**SHORT TASK**. Copy the passage from the review of the value decomposition paper, starting with "2. The motivation" and going on through "and index policies.".

━━━━━ PASSAGE PROVIDED ━━━━━

This paper provides a theoretical analysis of the error introduced by approximating a joint value function (across multiple agents) as linear combination of individual value functions, referred to as value decomposition. In particular, they introduce a measure of Markov entanglement, which bounds the error of such decompositions. To estimate this entanglement, they propose to measure the total variation distance between the transition matrix of focal agent AA’s local state (and its next action/policy) conditioned only on its own current local state and action, and the transition matrix and policy conditioned on the global state and actions.

优缺点分析

Strengths

  1. The idea of entanglement makes intuitive sense — it seems natural that value functions can be linearly decomposed into their component parts if their transition distributions are independent.
  2. The motivation for the work is clearly laid out, and I was able to follow the argument clearly throughout despite not being familiar with some of the experiment settings and index policies.

Weaknesses

  1. The empirical evaluation is limited, being only a single demonstration for index policies that demonstrates sublinear decomposition error scaling. However, I would argue that this is not a significant weakness given the primarily theoretical nature of the paper.
  2. I believe that the paper’s notion of Markov entanglement is missing some key relevant work (expanded further upon in Questions).
  3. Small nit: typo in Meta Algorithm 1 “Leaning”

问题

  1. The proposed method to estimate Markov entanglement seems to be closely related to common counterfactual methods in MARL used to estimate influence. For example, [1] uses a similar measure of information-theoretic influence to encourage agents to explore highly entangled transitions pπ(s,a,s2)[logpπ(s2s,a)logpπ(s2s2,a2)]p^{\boldsymbol{\pi}}\left(\boldsymbol{s}, \boldsymbol{a}, s_2^{\prime}\right)\left[\log p^{\boldsymbol{\pi}}\left(s_2^{\prime} \mid \boldsymbol{s}, \boldsymbol{a}\right)-\log p^{\boldsymbol{\pi}}\left(s_2^{\prime} \mid s_2, a_2\right)\right], and [2] proposes a similar mutual information-based method for entanglement of policies via the causal influence of one agent’s actions on another agent’s action. While this work uses it to bound value decomposition error rather than as intrinsic rewards for exploration, I would be interested to hear the authors discuss how their notion of Markov entanglement relates to these previous works.
  2. In J.4, Proposition 12 seems to be circular in some sense — bounding the error of value decomposition in terms of reward entanglement, which itself measures the accuracy of a global reward decomposition over the stationary state distribution. Can the authors clarify the contribution of this point?
  3. Apart from index policies, I would like to see more experiments to demonstrate the practical ramifications of using value decomposition in highly entangled MDPs with function approximation, e.g., a toy environment where the transition matrix/rewards can be altered to tune the level of entanglement, showing worse asymptotic performance with increasing entanglement for common decomposition methods such as VDNs [3] or QMIX [4]. I acknowledge that this would require a fair bit of engineering work, but might be useful for a camera-ready copy to make this more relevant to a wider body of MARL practitioners — I find that experiments only on index policies provide a rather narrow scope to demonstrate the utility of this approach.

━━━━━ GIVEN RECORDS ━━━━━

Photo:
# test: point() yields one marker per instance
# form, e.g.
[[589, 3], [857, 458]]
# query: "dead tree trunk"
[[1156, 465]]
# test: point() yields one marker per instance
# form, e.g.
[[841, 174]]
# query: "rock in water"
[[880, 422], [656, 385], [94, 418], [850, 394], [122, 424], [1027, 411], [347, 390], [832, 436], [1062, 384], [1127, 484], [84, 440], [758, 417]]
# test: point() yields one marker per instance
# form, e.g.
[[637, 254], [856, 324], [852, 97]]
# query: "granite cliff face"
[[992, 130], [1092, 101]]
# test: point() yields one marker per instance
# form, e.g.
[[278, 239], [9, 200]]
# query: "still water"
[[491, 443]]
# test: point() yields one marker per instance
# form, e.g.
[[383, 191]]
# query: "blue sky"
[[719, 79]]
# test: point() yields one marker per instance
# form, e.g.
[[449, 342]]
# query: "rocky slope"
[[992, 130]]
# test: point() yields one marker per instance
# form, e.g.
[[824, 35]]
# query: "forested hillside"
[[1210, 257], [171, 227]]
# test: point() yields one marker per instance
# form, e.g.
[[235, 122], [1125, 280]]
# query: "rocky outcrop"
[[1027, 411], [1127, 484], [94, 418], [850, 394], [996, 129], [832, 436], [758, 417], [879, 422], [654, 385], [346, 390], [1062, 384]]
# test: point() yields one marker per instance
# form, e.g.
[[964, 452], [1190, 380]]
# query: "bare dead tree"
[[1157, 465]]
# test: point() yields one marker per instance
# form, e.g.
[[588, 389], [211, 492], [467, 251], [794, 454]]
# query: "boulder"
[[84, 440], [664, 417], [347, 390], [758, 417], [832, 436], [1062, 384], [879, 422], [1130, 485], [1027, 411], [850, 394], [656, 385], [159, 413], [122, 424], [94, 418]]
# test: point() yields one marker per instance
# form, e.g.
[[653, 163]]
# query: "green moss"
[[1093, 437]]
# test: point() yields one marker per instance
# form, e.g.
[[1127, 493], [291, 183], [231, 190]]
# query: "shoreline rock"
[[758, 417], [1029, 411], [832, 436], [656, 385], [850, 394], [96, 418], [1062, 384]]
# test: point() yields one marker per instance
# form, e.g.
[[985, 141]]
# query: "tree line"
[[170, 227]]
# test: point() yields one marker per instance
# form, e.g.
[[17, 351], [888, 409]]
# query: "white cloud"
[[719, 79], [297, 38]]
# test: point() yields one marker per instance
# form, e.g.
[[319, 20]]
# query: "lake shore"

━━━━━

**RESULT**.
2. The motivation for the work is clearly laid out, and I was able to follow the argument clearly throughout despite not being familiar with some of the experiment settings and index policies.